Zsh Mailing List Archive
Messages sorted by: Reverse Date, Date, Thread, Author

Re: PATCH: autoconf test for multibyte support



Peter Stephenson <pws@xxxxxxx> wrote:
> If this works I will need to change some of the installation
> documentation.

This changes some documentation.

I'm only guessing it works on Cygwin, all I know is it compiles with the
same code that works everywhere else.

Index: INSTALL
===================================================================
RCS file: /cvsroot/zsh/zsh/INSTALL,v
retrieving revision 1.25
diff -u -r1.25 INSTALL
--- INSTALL	16 Feb 2006 14:28:54 -0000	1.25
+++ INSTALL	4 Aug 2006 14:44:06 -0000
@@ -264,37 +264,32 @@
 ---------------------------
 
 Support for multibyte character sets that extend ASCII, such as UTF-8, is
-under development but the code in the line editor is sufficiently stable to
-be turned on by default in environments that provide full ISO 10646 support
-including the preprocessor definition __STDC_ISO_10646__.  In principle
-this definition does not guarantee the full environment, but in practice
-systems with this defined also provide suitable library support.  The shell
-does not probe for all the features, so on other systems use of multibyte
-support must be explicitly enabled when it is available.
++++++
(Request 1)
Answer these about the zsh mailing list post:
(a) Which file does the diff change?
(b) On which platform is the writer only guessing that the change works?
(c) Which preprocessor definition does the removed documentation mention?
(Request 2)
Please reproduce the stretch of the zsh mailing list post from "Peter Stephenson <pws@xxxxxxx>" through "works everywhere else." without any changes.

Stored entries
++++++
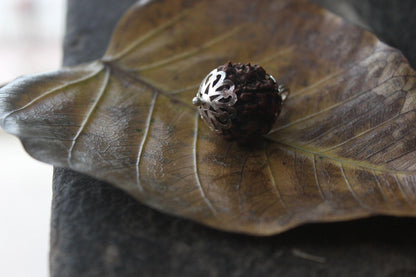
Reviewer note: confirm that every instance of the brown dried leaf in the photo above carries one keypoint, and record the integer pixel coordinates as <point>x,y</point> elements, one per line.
<point>343,148</point>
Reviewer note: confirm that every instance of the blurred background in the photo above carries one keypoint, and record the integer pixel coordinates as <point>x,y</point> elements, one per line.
<point>31,34</point>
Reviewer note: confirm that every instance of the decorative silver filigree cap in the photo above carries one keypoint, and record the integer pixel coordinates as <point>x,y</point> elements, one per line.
<point>215,100</point>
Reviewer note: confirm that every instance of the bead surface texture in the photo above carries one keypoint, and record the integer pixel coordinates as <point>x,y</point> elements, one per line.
<point>240,101</point>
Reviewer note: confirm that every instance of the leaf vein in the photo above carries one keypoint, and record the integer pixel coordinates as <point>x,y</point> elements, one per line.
<point>88,116</point>
<point>142,143</point>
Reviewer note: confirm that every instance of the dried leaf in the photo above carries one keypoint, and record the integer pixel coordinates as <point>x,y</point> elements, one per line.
<point>343,147</point>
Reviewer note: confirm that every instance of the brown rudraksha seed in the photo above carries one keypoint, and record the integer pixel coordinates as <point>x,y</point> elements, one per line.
<point>240,101</point>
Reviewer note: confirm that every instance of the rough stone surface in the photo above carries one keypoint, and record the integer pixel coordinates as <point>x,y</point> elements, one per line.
<point>98,230</point>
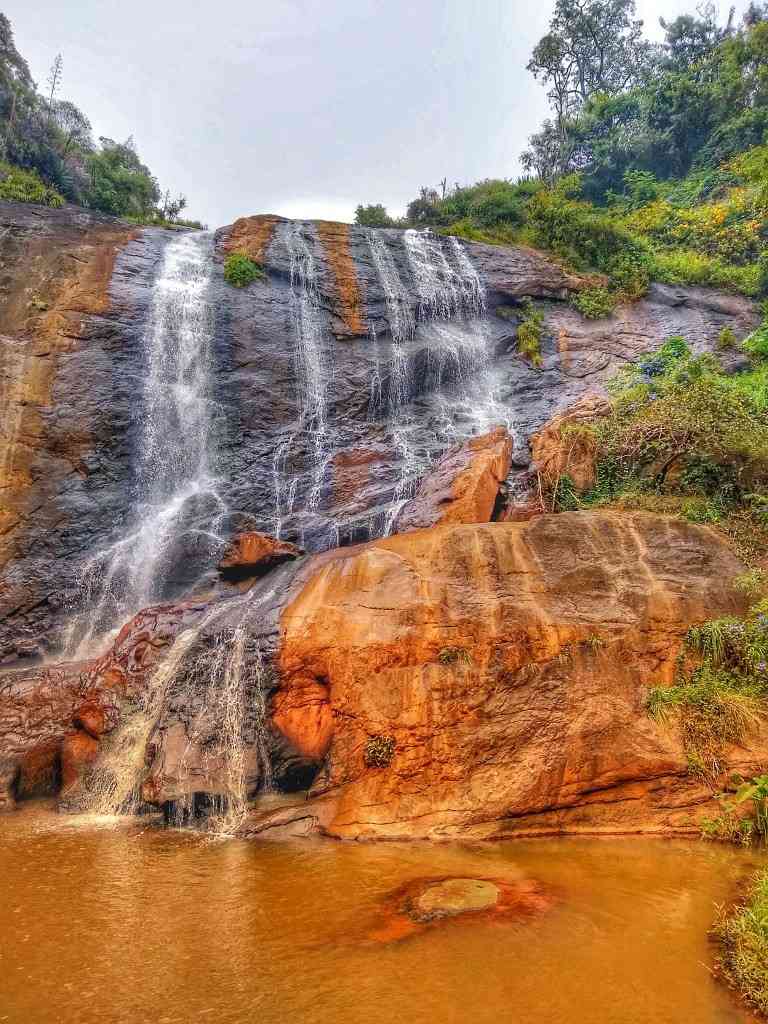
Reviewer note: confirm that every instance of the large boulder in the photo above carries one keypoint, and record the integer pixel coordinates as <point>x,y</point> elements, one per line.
<point>464,485</point>
<point>254,554</point>
<point>503,670</point>
<point>560,449</point>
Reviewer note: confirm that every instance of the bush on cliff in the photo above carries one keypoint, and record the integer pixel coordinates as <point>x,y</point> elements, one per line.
<point>720,694</point>
<point>27,186</point>
<point>682,437</point>
<point>241,270</point>
<point>743,939</point>
<point>529,332</point>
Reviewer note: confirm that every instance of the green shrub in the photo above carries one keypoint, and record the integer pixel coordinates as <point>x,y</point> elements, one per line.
<point>379,752</point>
<point>727,339</point>
<point>26,186</point>
<point>588,239</point>
<point>241,270</point>
<point>452,655</point>
<point>595,303</point>
<point>743,940</point>
<point>672,408</point>
<point>720,694</point>
<point>684,266</point>
<point>529,332</point>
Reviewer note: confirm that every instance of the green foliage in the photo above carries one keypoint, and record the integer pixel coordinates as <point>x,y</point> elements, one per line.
<point>595,303</point>
<point>529,332</point>
<point>373,216</point>
<point>27,186</point>
<point>120,183</point>
<point>720,694</point>
<point>727,339</point>
<point>379,752</point>
<point>677,416</point>
<point>743,939</point>
<point>688,267</point>
<point>51,138</point>
<point>452,655</point>
<point>241,270</point>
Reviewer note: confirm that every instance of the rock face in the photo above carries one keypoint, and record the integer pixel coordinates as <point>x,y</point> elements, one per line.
<point>464,485</point>
<point>474,679</point>
<point>254,554</point>
<point>557,453</point>
<point>510,665</point>
<point>76,294</point>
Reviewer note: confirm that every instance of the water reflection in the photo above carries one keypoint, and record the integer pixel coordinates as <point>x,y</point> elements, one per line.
<point>136,925</point>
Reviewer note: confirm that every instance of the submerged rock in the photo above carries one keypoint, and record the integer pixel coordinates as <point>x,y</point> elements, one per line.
<point>453,896</point>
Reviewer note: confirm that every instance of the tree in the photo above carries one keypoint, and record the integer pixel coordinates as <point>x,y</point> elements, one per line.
<point>374,215</point>
<point>54,80</point>
<point>74,126</point>
<point>120,183</point>
<point>594,47</point>
<point>689,39</point>
<point>15,81</point>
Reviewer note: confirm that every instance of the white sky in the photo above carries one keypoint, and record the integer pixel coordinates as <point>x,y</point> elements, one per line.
<point>303,108</point>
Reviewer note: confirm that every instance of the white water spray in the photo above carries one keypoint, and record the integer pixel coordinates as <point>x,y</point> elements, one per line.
<point>176,486</point>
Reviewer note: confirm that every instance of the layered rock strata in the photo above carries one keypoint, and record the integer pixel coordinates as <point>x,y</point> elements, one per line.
<point>507,666</point>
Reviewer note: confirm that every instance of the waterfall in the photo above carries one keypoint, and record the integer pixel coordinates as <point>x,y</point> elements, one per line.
<point>446,299</point>
<point>310,364</point>
<point>203,716</point>
<point>175,482</point>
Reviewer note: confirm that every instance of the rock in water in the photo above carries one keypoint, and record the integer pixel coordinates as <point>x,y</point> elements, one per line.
<point>452,897</point>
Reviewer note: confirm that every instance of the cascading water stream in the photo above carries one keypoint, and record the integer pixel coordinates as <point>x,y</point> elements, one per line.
<point>175,484</point>
<point>310,363</point>
<point>451,301</point>
<point>204,714</point>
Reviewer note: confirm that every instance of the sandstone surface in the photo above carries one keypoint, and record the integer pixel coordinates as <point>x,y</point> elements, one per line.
<point>464,485</point>
<point>536,722</point>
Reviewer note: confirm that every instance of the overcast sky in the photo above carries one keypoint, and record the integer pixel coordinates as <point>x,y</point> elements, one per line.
<point>303,108</point>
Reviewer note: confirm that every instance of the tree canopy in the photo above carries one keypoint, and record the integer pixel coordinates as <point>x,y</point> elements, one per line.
<point>47,138</point>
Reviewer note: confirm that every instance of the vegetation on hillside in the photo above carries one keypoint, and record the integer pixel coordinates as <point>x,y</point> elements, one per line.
<point>241,270</point>
<point>742,935</point>
<point>654,162</point>
<point>47,154</point>
<point>686,438</point>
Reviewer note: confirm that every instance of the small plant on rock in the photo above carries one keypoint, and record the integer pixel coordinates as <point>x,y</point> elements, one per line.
<point>727,339</point>
<point>529,332</point>
<point>241,270</point>
<point>379,752</point>
<point>595,303</point>
<point>452,655</point>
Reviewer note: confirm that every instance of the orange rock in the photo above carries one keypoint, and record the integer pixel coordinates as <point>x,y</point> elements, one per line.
<point>254,554</point>
<point>510,663</point>
<point>78,752</point>
<point>463,486</point>
<point>302,713</point>
<point>557,453</point>
<point>251,236</point>
<point>91,719</point>
<point>335,239</point>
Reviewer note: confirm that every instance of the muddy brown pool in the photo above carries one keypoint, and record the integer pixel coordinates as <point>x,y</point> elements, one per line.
<point>105,925</point>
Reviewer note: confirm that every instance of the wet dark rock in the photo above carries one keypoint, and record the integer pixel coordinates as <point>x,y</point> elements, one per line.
<point>254,554</point>
<point>73,431</point>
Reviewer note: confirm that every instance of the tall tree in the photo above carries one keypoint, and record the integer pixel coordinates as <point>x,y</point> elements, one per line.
<point>593,47</point>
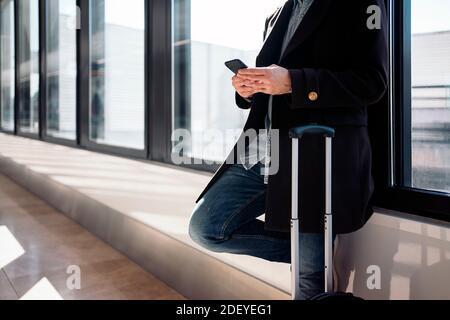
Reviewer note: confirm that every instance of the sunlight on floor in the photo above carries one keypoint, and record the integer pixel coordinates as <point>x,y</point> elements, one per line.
<point>10,249</point>
<point>43,290</point>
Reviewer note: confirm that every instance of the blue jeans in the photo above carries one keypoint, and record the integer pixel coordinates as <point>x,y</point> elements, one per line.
<point>225,221</point>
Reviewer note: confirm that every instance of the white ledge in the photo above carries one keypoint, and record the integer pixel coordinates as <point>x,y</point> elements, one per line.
<point>143,210</point>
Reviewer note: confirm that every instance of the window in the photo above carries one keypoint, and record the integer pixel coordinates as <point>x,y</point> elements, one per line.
<point>203,40</point>
<point>7,65</point>
<point>415,157</point>
<point>430,95</point>
<point>61,68</point>
<point>117,71</point>
<point>28,34</point>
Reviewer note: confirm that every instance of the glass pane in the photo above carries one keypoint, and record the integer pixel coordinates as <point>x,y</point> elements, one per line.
<point>61,68</point>
<point>118,73</point>
<point>431,95</point>
<point>204,38</point>
<point>28,33</point>
<point>7,63</point>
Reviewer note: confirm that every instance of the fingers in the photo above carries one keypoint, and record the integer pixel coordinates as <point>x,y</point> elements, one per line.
<point>253,72</point>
++++++
(Result 1)
(a) INSTALL
(b) Cygwin
(c) __STDC_ISO_10646__

(Result 2)
Peter Stephenson <pws@xxxxxxx> wrote:
> If this works I will need to change some of the installation
> documentation.

This changes some documentation.

I'm only guessing it works on Cygwin, all I know is it compiles with the
same code that works everywhere else.